It was created because various companies associated with the buying and selling of real estate, such as lenders, realtors, and title insurance companies were often engaging in providing undisclosed kickbacks to each other, inflating the costs of real estate transactions and obscuring price competition by facilitating bait and switch tactics.

For example, a lender advertising a home loan might have advertised the loan with a 5% interest rate, but then when one applies for the loan one is told that one must use the lender's affiliated title insurance company and pay $5,000 for the service (whereas the normal rate is $1,000). The title company would then have paid $4,000 to the lender. This was made illegal.

[edit] Restrictions

The Act prohibits kickbacks between different parties in the real estate settlement process, and also requires lenders to provide a good faith estimate for all the costs of a particular loan.

### Entries provided
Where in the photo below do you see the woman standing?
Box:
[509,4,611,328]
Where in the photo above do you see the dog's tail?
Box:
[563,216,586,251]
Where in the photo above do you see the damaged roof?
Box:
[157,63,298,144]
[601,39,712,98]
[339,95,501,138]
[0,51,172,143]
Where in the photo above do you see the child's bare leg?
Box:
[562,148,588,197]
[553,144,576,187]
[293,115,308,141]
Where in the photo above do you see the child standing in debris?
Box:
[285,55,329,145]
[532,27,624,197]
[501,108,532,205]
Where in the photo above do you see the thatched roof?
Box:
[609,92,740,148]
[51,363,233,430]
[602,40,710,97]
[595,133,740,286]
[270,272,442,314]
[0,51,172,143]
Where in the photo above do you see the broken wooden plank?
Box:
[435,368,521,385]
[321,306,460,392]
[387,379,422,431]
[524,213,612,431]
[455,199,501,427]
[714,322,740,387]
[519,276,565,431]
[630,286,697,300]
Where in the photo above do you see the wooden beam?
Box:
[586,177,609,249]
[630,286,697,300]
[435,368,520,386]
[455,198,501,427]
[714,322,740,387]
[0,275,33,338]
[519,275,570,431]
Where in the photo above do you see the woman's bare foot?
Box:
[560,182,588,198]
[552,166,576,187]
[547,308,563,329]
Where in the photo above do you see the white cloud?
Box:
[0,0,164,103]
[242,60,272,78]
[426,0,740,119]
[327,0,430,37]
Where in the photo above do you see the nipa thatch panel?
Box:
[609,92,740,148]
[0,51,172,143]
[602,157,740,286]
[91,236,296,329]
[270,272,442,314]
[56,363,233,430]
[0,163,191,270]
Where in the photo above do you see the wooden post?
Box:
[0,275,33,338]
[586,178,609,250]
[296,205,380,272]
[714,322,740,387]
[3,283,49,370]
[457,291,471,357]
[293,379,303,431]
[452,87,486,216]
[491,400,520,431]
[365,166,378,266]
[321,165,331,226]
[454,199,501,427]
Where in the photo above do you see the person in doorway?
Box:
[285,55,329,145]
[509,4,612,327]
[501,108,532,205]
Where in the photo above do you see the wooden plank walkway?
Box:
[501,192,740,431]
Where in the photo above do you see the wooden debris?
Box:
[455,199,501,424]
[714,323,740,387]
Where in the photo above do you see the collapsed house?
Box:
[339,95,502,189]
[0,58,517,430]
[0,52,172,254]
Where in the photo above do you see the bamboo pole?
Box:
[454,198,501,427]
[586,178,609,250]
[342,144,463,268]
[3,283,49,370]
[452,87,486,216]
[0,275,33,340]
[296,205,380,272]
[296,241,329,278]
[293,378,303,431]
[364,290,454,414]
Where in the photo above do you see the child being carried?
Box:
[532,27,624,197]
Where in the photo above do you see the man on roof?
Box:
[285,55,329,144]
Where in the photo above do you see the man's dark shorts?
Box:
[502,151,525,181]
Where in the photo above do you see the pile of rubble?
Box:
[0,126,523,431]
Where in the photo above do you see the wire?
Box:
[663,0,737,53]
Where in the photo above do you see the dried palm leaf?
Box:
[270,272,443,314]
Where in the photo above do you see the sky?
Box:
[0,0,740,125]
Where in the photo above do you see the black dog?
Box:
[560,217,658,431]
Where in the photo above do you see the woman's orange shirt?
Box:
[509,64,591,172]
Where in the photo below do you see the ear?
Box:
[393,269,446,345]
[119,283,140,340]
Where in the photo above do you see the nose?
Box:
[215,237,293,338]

### Exercise brief
According to the real estate settlement text, what does the Act require lenders to provide? Rely only on the real estate settlement text, not on the records.

### Output below
A good faith estimate for all the costs of a particular loan.